#### GOAL:
Please rewrite all of the entries below, replacing "pointer" with "locator" and changing nothing else. Leave the pictures out of your answer.

═══ RECORD EXTRACTS

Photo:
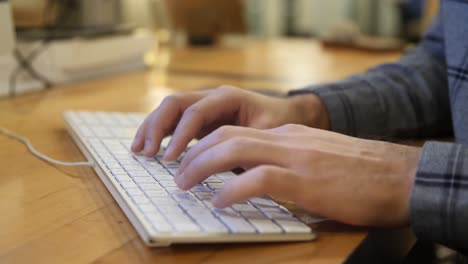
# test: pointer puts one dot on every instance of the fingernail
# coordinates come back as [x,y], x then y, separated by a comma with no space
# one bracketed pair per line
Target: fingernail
[180,180]
[217,201]
[147,148]
[167,153]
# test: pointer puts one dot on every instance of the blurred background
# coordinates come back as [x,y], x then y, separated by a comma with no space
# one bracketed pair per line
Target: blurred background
[72,40]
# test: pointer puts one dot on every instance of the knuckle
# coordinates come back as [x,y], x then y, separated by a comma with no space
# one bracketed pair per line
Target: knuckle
[193,110]
[238,144]
[224,132]
[289,128]
[226,89]
[265,173]
[171,100]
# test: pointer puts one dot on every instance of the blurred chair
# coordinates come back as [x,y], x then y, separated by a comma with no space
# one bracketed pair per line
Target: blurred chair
[204,20]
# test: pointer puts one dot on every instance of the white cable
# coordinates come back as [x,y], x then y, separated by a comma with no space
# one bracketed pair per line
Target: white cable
[36,153]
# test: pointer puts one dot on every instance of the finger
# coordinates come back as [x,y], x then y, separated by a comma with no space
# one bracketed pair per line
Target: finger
[139,140]
[233,153]
[199,115]
[261,180]
[163,120]
[222,134]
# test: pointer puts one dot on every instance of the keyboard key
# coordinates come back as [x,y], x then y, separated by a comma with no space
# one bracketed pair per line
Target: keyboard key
[293,226]
[263,202]
[212,179]
[235,222]
[149,183]
[226,176]
[265,226]
[211,224]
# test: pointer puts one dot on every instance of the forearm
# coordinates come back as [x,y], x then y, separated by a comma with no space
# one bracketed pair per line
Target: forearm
[310,111]
[405,98]
[439,202]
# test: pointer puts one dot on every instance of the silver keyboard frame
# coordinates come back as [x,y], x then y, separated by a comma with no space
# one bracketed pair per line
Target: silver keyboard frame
[150,237]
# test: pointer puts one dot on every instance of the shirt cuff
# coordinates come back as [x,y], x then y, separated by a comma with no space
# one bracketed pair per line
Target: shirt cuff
[332,98]
[439,201]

══════

#### RESPONSE TO THIS TASK:
Photo:
# test: locator puts one dot on every instance of the fingernail
# coordinates come back as [x,y], x then y, separated by a comma with no space
# one bracketed pair per line
Target: fingernail
[180,180]
[217,201]
[147,148]
[167,153]
# test: locator puts one dot on every instance of the blurred background
# coordinates come back as [x,y], x then y, separated by a comma with no space
# one bracketed pair per line
Target: blurred background
[72,40]
# test: locator puts one dot on every instance of the knuckle
# coordinates come back as [x,y], x then y, separated by a comma with no space
# one bracketed pair per line
Target: knuckle
[193,110]
[238,144]
[224,132]
[289,128]
[226,89]
[265,173]
[171,100]
# test: locator puts one dot on every instance of the blurred chair
# coordinates come back as [x,y], x then y, separated by a comma with no space
# one bracketed pair per line
Target: blurred chair
[204,20]
# test: locator puts one dot on every instance of the white cable
# coordinates come back as [x,y], x then y, separated by a comma with no space
# one bracketed pair per line
Target: white cable
[36,153]
# test: locator puts one dot on every instance of the finger
# coordinates come back as [x,y], x then y, separated by a comma with no space
# one bracketed pair per line
Target: finger
[139,140]
[233,153]
[199,115]
[261,180]
[163,120]
[222,134]
# test: locator puts one dot on every instance of the keyboard key
# coordinates come back as [x,y], x then y, separated by a comma with no space
# one bracketed pair per line
Target: keyboard key
[293,226]
[263,202]
[212,179]
[235,222]
[149,183]
[226,176]
[265,226]
[211,224]
# test: locator puts one dot on every instance of the forearm
# coordinates come back as [x,y], x then y, separated by a comma with no space
# one bracketed pair per line
Target: forearm
[310,111]
[405,98]
[439,202]
# test: locator puts one dot on every instance of the silver keyboard frame
# coordinates come back as [x,y], x then y, separated by a comma with no space
# one bracketed pair per line
Target: silver keyboard frame
[150,237]
# test: locator puts one dot on every instance of the shirt cuff
# coordinates come back as [x,y], x then y, separated by a comma with no space
# one bracketed pair per line
Target: shirt cuff
[332,98]
[439,201]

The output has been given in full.